[Provided passage]
'''

Story vs. Relationship
Stories will need to interact with Relationships on several different levels. Connections need to be drawn between the two for many different functions, and they will alter or influence one another at various points in the character's everyday activities. The tone and development of a Relationship with a character or object is affected not only by the events which occur between them, but also by the context in which those events are set and the eventual outcome of them. These are things which only a story can provide.

Iterators

Stories should support iteration over at least the event stream in both chronological and narrative order, and the "cast" of relevant characters. Other such traversals will undoubtedly present themselves as the implementation is fleshed out.

Testing for "Completeness"

Since stories at some point must become complete so they can be consigned to the character's historical memory instead of the fore of her thoughts, the Story itself must provide some indicator that it is "done". This may be a function of the relatedness between the causal first event and one that has just been added, or it may be necessary to implement some more complex heuristic.

Generation/Modification of Readable Prose

Story objects must also be useful to the human player, as the game without this functionality would be little more than a chat server with a power structure. In order for stories to be useful to players, they must be readable and mutable.

Readable

In order to function as readable stories, Story objects must support the generation of text from the details contained in their data structures. This text must be grammatically correct, interesting prose that sets the scene, stimulates the imagination, and maintains the suspension of disbelief. The closer to this goal we can come, the better the entire game will become.

Mutable

In a world where stories are of such import, it must be possible to retain stories and legends that are popular or contain important knowledge. Just as societies throughout the history of this world have had a place for bards, poets, and historians, so must our world enable characters to remember, alter, and retell their own and other peoples' stories. The interface for doing so, especially while maintaining the same degree of machine usefulness presents quite a challenge.

Generalizable

There are some uses of Stories (eg., Quests, Roles, Teaching) that depend on its being a malleable and generalizable structure.

Stripping of Detail

Stories are most easily generalized by stripping the details which make them specific, so Stories must support some means of doing so.

'''

[Instruction] Can you repeat the passage on Story objects word for word, from "Stripping of Detail" up to and including "of doing so."?

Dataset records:
'''

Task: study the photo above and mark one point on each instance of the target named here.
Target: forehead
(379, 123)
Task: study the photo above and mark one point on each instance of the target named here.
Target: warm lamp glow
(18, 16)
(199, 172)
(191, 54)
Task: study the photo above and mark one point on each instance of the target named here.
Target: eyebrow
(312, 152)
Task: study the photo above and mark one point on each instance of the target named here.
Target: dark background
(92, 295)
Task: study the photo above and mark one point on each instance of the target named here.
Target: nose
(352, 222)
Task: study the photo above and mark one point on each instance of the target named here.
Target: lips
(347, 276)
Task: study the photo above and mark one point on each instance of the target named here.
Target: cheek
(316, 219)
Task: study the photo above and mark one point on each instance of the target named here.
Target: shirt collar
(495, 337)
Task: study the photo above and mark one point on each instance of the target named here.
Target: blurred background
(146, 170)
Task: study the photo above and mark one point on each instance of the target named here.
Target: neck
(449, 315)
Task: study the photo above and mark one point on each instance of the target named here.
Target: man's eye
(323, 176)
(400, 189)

'''

[Solution]
Stripping of Detail

Stories are most easily generalized by stripping the details which make them specific, so Stories must support some means of doing so.